- Your objective -
Write out the entries below once more, exactly.

- Data for the task -
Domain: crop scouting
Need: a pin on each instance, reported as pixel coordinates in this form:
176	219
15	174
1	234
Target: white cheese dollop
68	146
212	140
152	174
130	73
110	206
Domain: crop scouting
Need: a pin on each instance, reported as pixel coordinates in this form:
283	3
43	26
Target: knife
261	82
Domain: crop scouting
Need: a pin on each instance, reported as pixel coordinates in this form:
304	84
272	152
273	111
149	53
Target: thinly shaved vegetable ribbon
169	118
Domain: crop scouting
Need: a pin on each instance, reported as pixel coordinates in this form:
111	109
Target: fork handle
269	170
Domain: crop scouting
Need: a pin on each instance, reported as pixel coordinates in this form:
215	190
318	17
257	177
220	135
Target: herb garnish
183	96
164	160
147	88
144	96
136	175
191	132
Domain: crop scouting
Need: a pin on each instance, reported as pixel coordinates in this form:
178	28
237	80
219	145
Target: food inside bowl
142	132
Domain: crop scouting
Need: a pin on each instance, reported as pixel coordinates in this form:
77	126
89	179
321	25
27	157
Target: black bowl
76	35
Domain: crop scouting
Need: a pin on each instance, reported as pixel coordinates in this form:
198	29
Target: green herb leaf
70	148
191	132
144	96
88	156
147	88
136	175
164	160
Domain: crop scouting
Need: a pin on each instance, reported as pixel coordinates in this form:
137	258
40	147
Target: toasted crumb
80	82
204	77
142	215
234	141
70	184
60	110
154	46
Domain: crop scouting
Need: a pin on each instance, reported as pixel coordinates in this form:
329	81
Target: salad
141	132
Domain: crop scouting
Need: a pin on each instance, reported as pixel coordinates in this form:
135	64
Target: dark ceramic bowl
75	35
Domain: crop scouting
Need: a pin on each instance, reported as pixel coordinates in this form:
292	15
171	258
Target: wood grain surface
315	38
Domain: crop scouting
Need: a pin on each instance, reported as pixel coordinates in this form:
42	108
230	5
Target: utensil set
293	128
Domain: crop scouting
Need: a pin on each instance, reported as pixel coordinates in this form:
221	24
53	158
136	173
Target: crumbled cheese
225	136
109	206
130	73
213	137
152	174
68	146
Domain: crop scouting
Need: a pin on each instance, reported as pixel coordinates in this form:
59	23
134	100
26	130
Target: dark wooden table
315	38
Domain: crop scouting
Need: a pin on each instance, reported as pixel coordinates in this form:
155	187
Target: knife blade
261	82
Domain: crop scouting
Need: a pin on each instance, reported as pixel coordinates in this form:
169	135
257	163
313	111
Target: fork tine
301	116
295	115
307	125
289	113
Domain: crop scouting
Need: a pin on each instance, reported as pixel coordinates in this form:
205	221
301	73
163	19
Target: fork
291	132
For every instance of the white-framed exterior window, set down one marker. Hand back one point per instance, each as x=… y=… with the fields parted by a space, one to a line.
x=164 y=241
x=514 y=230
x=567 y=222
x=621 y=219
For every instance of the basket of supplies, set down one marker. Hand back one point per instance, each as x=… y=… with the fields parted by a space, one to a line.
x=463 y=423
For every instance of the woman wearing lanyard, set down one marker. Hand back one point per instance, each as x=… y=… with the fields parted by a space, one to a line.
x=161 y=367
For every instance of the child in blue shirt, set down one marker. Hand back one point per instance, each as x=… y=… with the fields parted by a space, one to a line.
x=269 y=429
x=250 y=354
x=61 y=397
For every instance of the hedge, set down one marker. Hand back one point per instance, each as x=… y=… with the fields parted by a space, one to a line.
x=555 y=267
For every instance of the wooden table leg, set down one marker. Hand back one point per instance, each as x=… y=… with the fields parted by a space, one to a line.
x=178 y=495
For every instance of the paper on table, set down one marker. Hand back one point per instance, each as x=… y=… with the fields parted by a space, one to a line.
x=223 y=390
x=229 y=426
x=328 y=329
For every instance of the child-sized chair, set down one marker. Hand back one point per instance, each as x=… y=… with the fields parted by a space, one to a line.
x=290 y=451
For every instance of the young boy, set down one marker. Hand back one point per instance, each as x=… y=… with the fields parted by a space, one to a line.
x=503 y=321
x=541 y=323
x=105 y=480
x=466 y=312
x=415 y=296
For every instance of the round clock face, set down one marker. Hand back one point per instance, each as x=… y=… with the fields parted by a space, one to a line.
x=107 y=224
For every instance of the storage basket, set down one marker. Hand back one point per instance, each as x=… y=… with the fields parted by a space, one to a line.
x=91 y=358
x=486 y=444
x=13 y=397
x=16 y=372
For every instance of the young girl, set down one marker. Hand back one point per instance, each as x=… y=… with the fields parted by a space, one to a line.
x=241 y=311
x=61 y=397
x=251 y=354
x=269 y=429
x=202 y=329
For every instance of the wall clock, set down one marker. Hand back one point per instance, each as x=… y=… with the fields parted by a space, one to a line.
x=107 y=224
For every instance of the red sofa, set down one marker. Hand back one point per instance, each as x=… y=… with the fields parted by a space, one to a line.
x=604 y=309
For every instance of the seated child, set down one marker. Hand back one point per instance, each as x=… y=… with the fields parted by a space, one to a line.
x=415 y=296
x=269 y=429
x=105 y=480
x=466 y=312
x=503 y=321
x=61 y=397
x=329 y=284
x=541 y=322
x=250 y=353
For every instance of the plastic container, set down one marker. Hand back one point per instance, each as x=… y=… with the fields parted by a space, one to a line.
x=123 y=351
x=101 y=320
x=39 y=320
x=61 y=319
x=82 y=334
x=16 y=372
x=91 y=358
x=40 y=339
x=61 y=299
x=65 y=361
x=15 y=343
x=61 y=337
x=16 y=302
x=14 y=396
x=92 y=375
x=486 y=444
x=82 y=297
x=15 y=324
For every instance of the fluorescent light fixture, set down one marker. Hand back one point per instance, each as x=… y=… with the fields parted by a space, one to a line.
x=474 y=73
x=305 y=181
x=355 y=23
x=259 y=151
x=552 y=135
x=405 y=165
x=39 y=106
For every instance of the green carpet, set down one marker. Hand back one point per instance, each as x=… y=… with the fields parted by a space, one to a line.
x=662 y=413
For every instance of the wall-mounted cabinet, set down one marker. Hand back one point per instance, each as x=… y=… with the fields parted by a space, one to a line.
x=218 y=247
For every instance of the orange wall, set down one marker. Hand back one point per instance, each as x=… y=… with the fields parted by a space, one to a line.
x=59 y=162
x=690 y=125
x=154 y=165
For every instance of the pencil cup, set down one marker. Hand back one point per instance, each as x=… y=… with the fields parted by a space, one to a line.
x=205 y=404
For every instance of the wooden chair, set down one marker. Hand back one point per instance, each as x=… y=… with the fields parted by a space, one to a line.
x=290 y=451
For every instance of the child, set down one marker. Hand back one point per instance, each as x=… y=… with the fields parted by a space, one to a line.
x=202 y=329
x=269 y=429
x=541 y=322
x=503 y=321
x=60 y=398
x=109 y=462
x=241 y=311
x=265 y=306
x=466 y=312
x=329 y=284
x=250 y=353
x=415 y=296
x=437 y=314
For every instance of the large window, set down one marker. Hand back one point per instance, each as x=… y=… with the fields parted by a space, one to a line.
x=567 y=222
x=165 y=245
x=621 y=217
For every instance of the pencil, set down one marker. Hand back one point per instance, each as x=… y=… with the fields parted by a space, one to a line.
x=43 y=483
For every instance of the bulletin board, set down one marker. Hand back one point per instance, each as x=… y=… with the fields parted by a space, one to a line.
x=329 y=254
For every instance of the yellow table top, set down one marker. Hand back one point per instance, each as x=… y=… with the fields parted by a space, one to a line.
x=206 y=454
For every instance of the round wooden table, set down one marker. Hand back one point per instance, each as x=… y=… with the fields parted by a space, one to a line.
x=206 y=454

- Written solution -
Domain: crop scouting
Need: a pin on each instance, reported as pixel coordinates in this form:
176	219
15	174
1	234
Target: white cheese dollop
68	146
212	140
152	174
130	73
110	206
Domain: crop scouting
Need: a pin on each instance, reported as pixel coordinates in this form:
283	3
43	26
Target: knife
261	82
Domain: crop scouting
Need: a pin on each instance, reported as pixel coordinates in this form:
304	84
272	152
273	111
149	53
Target: thinly shaved vegetable ribbon
169	118
Domain: crop scouting
Need: a pin on each instance, reported as pixel coordinates in this form:
111	109
Target: fork handle
269	170
Domain: crop scouting
Need: a pin on each instance, reported as pixel coordinates in this form:
215	190
318	17
257	177
220	135
Target: herb garnish
183	96
164	160
147	88
144	96
136	175
191	132
Domain: crop scouting
Need: a pin on each instance, reported as pixel coordinates in this form:
178	28
237	80
219	145
Target: food inside bowl
142	132
Domain: crop scouting
Need: a pin on each instance, reported as pixel coordinates in this form:
77	126
89	179
321	25
27	157
Target: black bowl
76	35
Domain: crop scouting
Need: a pin on each instance, reported as pixel coordinates in this form:
198	29
Target: green herb leaf
70	148
191	132
144	96
88	156
147	88
136	175
164	160
Domain: crop scouting
Need: a pin on each instance, reported as pixel coordinates in this form:
137	258
40	147
Target: toasted crumb
80	82
204	77
142	215
234	141
70	184
60	110
154	46
Domain: crop scouting
Need: a pin on each instance, reported as pixel coordinates in this form:
329	81
Target: salad
141	132
Domain: crop scouting
Need: a pin on each instance, reported as pixel coordinates in this form:
135	64
Target: dark ceramic bowl
75	35
Domain: crop scouting
Need: a pin on each instance, reported as pixel coordinates in this form:
292	15
171	258
Target: wood grain surface
315	38
Domain: crop scouting
Need: a pin on each instance, reported as pixel coordinates in this form:
42	108
230	5
Target: utensil set
293	128
Domain: crop scouting
Need: a pin on each instance, reported as pixel coordinates in this form:
221	24
53	158
136	173
Target: crumbled cheese
225	136
109	206
130	73
213	137
152	174
68	146
Domain: crop scouting
Need: a pin on each instance, reported as pixel coordinates in this form:
59	23
134	100
26	130
Target: dark wooden table
315	38
Domain: crop scouting
Need: a pin on each instance, reported as pixel coordinates in this form:
155	187
Target: knife blade
261	82
Domain: crop scouting
Need: a pin on each instance, reported as pixel coordinates in this form:
169	135
257	163
313	111
Target: fork tine
301	116
295	115
307	125
289	113
Domain: crop scouting
Need: a pin on each instance, reported as pixel coordinates in this form:
205	221
301	73
163	19
Target: fork
291	132
For every instance of the white-framed exterior window, set down one marker. Hand back one point per instance, each as x=… y=… with the fields parted by a space, one to a line.
x=164 y=241
x=514 y=230
x=567 y=222
x=621 y=219
For every instance of the basket of supplies, set down one marker. Hand back one point per instance, each as x=… y=… with the fields parted by a space, one to a line.
x=463 y=423
For every instance of the woman wearing lanyard, set down one marker. Hand back one point per instance, each as x=… y=… with the fields parted by a space, one to a line.
x=161 y=367
For every instance of the child in blue shirt, set down one marker. Hand back one point per instance, each as x=… y=… with the fields parted by a space, one to a line.
x=269 y=429
x=250 y=354
x=61 y=397
For every instance of the hedge, set down one marker. Hand back one point per instance, each as x=… y=… with the fields parted by a space, one to a line.
x=555 y=267
For every instance of the wooden table leg, set down one marker. Hand back one point per instance, each as x=… y=… with the fields parted by a space, one to a line.
x=178 y=495
For every instance of the paper on table, set down one marker. Hand back one point per instance, each as x=… y=… with the fields parted by a space, one to a line.
x=223 y=390
x=229 y=426
x=328 y=329
For every instance of the child-sized chair, set down one marker. Hand back one point per instance, each as x=… y=… with the fields parted by a space, one to a line.
x=290 y=451
For every instance of the young boy, set down one marker. Hand back one point per instance, each as x=… y=… with the fields parted by a space, one to a line.
x=503 y=321
x=541 y=323
x=105 y=480
x=466 y=312
x=415 y=296
For every instance of the round clock face, set down one marker. Hand back one point per instance, each as x=… y=… with the fields parted by a space, one to a line.
x=107 y=224
For every instance of the storage basket, set down one marker. Hand back one point per instance, each as x=… y=… with the fields parted by a space, one to a line.
x=91 y=358
x=486 y=444
x=13 y=397
x=16 y=372
For every instance of the young girl, set down one marker. Hand back one point per instance, each as x=… y=… with the fields parted by a space, one to a line.
x=241 y=311
x=61 y=397
x=251 y=354
x=269 y=429
x=202 y=329
For every instance of the wall clock, set down one marker. Hand back one point per instance, each as x=… y=… with the fields parted by a space, one to a line.
x=107 y=224
For every instance of the red sofa, set down one marker. Hand back one point per instance, each as x=… y=… with the fields parted by a space, one to a line.
x=604 y=309
For every instance of the seated child, set down one marker. Hand back one point per instance, each as x=… y=… with the fields parted by a space, one to a line.
x=415 y=296
x=269 y=429
x=105 y=480
x=466 y=312
x=503 y=321
x=61 y=397
x=329 y=284
x=541 y=322
x=250 y=353
For every instance of the plastic container, set down one marker. Hand back one point per instance, each as x=… y=… with the fields parted by a space, one to a line.
x=123 y=351
x=101 y=320
x=39 y=320
x=61 y=319
x=82 y=334
x=16 y=372
x=91 y=358
x=40 y=339
x=61 y=299
x=65 y=361
x=15 y=343
x=61 y=337
x=16 y=302
x=14 y=396
x=92 y=375
x=486 y=444
x=82 y=297
x=15 y=324
For every instance of the fluorescent light fixture, set down one marker. Hand back one point per instance, each as x=… y=… with the fields parted by a space, one to a line.
x=474 y=73
x=305 y=181
x=355 y=23
x=259 y=151
x=552 y=135
x=405 y=165
x=39 y=106
For every instance of the green carpet, set down one marker. Hand back one point per instance, each as x=… y=… with the fields parted by a space, one to a line.
x=662 y=413
For every instance of the wall-mounted cabinet, set down one marker. Hand back one point per instance, each as x=… y=… with the fields parted by a space, one to a line.
x=218 y=247
For every instance of the orange wall, set down one marker. Hand back one point per instance, each as x=… y=… with the fields parted by a space, one to a line.
x=59 y=162
x=690 y=125
x=154 y=165
For every instance of the pencil cup, set down one marker. Hand back one point per instance, each as x=… y=… with the fields parted by a space, one to a line.
x=205 y=404
For every instance of the wooden chair, set down one marker. Hand back one point per instance, each as x=… y=… with the fields parted by a space, one to a line.
x=290 y=451
For every instance of the child, set down one marker. Hand back one point per instance, each as x=… y=… with the fields parted by a space, one to a line.
x=202 y=329
x=269 y=429
x=541 y=322
x=503 y=321
x=60 y=398
x=109 y=462
x=241 y=311
x=265 y=306
x=466 y=312
x=329 y=284
x=250 y=353
x=415 y=296
x=437 y=314
For every instance of the large window, set down one marker. Hand back one point per instance, each as x=… y=… with the fields parted by a space, one to a line.
x=567 y=222
x=165 y=245
x=621 y=217
For every instance of the pencil, set down one marker. Hand back one point per instance, each as x=… y=… with the fields parted by a space, one to a line.
x=43 y=483
For every instance of the bulletin board, set down one marker. Hand back one point per instance, each as x=… y=… with the fields parted by a space, one to a line.
x=329 y=254
For every instance of the yellow table top, set down one marker. Hand back one point per instance, each as x=… y=… with the fields parted by a space, one to a line.
x=206 y=454
For every instance of the round wooden table, set down one marker. Hand back one point per instance, each as x=… y=… with the fields parted by a space, one to a line.
x=206 y=454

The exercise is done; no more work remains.